## Your goal
Output the entire listing below exactly as it stands.

* * *

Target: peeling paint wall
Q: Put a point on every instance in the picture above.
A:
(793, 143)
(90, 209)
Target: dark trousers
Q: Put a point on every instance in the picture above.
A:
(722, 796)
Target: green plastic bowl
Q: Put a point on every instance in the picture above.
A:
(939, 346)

* * *

## Written response
Target: peeling paint wall
Q: Put a point on every instance in the picture above.
A:
(793, 143)
(90, 209)
Target: dark trousers
Q: Put a point on every instance in the picture above.
A:
(722, 796)
Target: green plastic bowl
Q: Put a point on every instance in the picture above.
A:
(939, 346)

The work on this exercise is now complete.